*Task directions*
For every line in the data below that contains "dark", copy the line.

(Stored records)
■ ■ ■ ■ ■ ■ ■
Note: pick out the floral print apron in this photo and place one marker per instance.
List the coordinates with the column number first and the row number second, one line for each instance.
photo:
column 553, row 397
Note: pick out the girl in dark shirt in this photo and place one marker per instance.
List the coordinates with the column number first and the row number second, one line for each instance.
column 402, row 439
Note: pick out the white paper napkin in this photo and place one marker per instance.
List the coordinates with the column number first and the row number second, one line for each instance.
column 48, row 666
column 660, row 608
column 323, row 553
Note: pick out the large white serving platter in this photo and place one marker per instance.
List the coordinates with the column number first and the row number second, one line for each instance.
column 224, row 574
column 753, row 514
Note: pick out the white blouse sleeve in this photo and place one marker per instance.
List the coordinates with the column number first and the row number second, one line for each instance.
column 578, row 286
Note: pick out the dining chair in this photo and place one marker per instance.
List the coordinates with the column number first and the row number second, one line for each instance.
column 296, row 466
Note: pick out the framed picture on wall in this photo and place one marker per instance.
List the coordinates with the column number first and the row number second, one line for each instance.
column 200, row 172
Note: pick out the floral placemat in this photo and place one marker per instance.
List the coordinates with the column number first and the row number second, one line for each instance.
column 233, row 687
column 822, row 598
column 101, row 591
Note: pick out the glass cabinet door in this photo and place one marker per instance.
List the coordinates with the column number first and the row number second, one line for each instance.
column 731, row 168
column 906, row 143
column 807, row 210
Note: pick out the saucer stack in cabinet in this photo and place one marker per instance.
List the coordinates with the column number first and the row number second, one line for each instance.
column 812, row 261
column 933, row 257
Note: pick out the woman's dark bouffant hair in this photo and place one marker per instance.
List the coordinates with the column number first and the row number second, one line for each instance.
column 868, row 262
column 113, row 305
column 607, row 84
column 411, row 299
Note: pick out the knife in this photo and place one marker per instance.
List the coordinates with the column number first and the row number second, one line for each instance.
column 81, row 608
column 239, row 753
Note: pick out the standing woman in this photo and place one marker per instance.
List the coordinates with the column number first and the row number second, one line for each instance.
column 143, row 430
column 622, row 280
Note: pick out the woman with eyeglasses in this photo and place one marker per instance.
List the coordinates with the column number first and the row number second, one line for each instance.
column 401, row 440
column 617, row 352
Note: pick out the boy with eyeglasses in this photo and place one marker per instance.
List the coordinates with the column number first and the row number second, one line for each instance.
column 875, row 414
■ ■ ■ ■ ■ ■ ■
*Answer to the exercise*
Note: pick out the girl in dark shirt in this photo and place one marker per instance.
Note: pick out the woman's dark bouffant hair in this photo and place one marker per instance.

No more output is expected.